**TASK MATERIAL**
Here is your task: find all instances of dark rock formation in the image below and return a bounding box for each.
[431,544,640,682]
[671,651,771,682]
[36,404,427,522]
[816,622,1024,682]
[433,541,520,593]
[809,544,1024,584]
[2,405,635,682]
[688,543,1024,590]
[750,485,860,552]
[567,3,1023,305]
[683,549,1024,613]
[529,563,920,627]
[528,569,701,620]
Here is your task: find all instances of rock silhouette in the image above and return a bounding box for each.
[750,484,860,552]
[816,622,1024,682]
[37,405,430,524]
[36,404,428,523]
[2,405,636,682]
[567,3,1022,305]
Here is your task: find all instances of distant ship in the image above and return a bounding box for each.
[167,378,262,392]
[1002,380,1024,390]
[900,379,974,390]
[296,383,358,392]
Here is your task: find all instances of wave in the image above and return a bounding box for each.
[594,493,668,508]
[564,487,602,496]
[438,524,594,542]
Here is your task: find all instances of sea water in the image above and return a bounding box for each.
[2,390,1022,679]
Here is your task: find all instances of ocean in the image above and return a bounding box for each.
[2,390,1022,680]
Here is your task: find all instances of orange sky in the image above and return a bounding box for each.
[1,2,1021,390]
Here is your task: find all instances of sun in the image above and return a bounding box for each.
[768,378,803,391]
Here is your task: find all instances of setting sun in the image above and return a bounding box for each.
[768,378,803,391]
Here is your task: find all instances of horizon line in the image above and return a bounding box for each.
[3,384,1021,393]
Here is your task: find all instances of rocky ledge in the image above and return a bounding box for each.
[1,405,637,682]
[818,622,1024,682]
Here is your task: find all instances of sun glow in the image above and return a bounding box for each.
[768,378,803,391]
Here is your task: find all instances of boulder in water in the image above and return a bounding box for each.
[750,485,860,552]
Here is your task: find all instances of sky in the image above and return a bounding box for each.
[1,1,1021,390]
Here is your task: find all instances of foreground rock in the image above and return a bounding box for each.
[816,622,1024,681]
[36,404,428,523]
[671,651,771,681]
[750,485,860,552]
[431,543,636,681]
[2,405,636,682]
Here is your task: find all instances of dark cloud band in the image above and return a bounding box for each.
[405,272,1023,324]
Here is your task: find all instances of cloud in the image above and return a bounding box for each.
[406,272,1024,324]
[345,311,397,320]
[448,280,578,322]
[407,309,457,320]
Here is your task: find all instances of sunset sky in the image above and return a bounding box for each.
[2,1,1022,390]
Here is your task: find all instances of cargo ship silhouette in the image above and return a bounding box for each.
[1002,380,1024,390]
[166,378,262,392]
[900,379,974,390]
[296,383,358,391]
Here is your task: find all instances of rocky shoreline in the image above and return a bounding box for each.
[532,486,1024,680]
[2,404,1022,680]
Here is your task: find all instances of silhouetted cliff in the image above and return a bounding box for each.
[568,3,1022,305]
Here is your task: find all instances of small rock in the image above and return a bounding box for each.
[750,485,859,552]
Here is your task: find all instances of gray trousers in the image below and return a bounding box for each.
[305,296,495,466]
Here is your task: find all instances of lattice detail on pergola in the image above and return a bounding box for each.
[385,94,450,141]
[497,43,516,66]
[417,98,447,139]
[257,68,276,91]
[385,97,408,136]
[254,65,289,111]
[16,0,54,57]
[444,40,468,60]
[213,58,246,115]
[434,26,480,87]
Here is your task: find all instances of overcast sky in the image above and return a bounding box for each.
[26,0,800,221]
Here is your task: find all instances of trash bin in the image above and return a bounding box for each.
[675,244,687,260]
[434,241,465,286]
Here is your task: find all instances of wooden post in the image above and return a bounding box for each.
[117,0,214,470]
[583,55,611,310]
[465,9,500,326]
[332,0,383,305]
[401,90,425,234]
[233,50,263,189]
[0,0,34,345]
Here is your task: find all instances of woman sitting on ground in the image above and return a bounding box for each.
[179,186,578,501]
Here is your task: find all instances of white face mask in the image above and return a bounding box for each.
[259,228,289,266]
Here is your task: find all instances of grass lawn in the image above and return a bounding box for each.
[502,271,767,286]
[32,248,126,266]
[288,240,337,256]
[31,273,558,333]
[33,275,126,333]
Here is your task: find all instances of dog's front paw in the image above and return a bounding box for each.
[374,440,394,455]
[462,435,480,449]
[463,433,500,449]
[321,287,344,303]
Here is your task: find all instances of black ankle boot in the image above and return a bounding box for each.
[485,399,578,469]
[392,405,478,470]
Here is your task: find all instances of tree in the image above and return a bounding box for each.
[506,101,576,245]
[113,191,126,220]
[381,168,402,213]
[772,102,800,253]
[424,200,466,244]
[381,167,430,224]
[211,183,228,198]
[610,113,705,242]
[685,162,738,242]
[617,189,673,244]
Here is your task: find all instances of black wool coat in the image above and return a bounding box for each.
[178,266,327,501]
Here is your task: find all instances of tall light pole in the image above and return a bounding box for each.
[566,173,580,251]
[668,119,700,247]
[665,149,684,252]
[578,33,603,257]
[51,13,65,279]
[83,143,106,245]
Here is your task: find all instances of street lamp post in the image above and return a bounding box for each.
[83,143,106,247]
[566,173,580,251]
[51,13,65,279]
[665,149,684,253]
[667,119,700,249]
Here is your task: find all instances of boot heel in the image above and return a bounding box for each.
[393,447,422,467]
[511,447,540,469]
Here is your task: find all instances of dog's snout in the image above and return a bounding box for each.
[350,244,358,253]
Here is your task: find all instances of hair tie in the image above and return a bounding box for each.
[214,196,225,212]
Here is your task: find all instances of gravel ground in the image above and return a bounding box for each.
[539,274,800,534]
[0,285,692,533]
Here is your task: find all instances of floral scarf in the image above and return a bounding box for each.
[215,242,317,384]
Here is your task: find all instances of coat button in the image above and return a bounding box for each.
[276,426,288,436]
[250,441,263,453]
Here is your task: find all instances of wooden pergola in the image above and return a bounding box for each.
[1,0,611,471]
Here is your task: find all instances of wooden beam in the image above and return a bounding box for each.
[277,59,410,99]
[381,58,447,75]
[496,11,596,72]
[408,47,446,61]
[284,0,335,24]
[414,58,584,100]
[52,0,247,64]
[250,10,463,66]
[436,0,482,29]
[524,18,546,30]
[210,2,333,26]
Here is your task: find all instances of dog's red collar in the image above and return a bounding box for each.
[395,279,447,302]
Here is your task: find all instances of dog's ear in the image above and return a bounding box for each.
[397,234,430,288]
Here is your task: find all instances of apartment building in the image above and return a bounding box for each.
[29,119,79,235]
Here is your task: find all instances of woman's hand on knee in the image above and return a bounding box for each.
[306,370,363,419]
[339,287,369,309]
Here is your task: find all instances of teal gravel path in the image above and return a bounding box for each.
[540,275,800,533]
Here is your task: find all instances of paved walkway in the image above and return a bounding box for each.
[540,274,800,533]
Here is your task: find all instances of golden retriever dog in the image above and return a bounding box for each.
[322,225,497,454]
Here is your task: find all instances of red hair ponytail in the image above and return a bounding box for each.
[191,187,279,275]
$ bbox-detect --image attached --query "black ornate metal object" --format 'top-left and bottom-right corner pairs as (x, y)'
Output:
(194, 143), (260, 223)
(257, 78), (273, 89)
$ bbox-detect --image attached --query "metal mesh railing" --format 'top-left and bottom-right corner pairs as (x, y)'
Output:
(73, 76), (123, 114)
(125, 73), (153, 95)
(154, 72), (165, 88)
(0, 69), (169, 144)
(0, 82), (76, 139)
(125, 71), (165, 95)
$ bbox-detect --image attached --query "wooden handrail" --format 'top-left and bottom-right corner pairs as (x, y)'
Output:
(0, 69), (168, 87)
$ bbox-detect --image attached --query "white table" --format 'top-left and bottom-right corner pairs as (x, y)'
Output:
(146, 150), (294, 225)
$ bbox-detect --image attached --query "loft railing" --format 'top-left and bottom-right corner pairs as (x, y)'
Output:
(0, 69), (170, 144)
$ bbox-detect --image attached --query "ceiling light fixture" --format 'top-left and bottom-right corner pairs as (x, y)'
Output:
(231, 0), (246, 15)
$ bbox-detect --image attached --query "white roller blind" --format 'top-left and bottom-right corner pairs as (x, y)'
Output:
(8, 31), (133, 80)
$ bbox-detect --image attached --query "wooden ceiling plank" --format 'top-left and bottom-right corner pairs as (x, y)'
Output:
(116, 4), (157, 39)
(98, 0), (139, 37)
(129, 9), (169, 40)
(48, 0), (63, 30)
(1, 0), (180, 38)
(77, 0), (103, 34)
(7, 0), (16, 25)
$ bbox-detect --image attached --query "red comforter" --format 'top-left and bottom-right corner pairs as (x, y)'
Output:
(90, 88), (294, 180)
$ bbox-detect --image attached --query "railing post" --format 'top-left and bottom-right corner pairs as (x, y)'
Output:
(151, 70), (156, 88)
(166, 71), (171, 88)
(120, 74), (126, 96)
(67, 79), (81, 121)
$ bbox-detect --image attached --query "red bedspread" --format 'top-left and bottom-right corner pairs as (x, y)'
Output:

**WHAT TO PRODUCE**
Scan the records above for the string "ceiling", then copy each line where it turns up.

**RESPONSE FOR THIS EXERCISE**
$ bbox-detect --image attached --query "ceiling light fixture" --format 'top-left and bottom-right corner pairs as (x, y)'
$ bbox-detect --image attached --query "wooden ceiling plank" --format 'top-left and bottom-right corner pairs as (x, y)'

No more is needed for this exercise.